(INPUT DATA Opens)

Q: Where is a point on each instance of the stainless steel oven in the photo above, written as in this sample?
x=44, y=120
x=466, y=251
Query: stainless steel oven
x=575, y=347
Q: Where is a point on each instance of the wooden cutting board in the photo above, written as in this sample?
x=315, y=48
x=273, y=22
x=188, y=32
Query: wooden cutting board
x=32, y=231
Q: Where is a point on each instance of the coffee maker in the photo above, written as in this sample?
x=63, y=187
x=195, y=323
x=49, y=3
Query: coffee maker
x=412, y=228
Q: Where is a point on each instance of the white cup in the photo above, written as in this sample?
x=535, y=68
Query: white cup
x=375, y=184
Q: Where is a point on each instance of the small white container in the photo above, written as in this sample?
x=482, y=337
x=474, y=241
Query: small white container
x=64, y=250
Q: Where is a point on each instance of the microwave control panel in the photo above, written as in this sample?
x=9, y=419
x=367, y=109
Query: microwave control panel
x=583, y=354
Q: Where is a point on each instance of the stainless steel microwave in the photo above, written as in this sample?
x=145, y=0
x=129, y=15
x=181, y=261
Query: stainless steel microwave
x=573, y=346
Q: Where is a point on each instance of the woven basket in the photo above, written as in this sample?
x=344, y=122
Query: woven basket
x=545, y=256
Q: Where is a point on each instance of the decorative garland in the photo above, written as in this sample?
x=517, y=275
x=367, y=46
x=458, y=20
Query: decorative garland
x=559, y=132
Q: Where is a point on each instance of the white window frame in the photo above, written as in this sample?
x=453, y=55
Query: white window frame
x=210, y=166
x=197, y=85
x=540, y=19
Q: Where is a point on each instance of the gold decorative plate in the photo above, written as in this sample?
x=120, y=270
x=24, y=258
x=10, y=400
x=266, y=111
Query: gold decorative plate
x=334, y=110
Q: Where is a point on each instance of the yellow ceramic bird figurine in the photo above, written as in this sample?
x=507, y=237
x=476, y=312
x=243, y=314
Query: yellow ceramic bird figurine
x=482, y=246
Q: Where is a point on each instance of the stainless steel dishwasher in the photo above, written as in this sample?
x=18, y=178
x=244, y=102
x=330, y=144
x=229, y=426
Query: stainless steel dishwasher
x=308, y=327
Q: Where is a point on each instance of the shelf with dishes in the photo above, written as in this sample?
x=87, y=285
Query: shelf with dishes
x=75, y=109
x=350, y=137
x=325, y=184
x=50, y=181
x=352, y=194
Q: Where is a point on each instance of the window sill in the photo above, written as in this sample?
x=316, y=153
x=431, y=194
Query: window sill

(INPUT DATA Closes)

*REQUIRED ACTION*: Please report how many lines in the records contain the string "sill", and write nothing besides that number.

*ANSWER FOR THE TASK*: 2